— WHAT YOU SHOULD DO —
Copy every line of the records below, requests included, scaling each coordinate in the answers by 2 and rounding to whole numbers with halves rounded up; leave the numbers in the requests and their sample box unchanged. Omit the pictures from your output.

•••

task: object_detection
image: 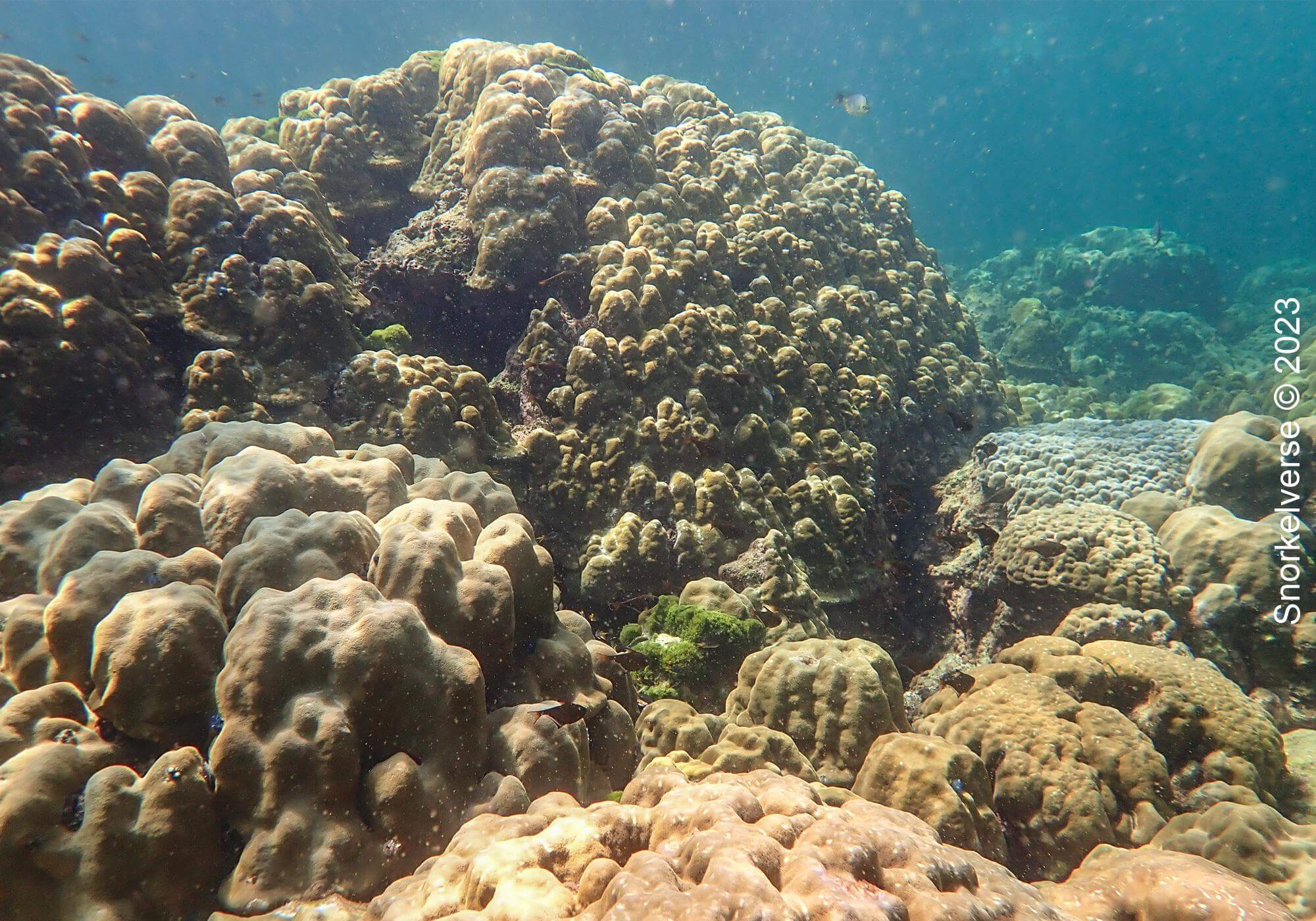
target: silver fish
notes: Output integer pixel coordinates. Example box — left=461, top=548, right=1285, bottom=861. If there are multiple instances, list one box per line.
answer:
left=836, top=91, right=870, bottom=116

•••

— COMPLETED EXERCISE —
task: object_detection
image: 
target: silver fish
notes: Output integer pixel coordinates. Example box — left=461, top=548, right=1285, bottom=861. If there are multiple instances, list one box per line.
answer:
left=1672, top=182, right=1740, bottom=232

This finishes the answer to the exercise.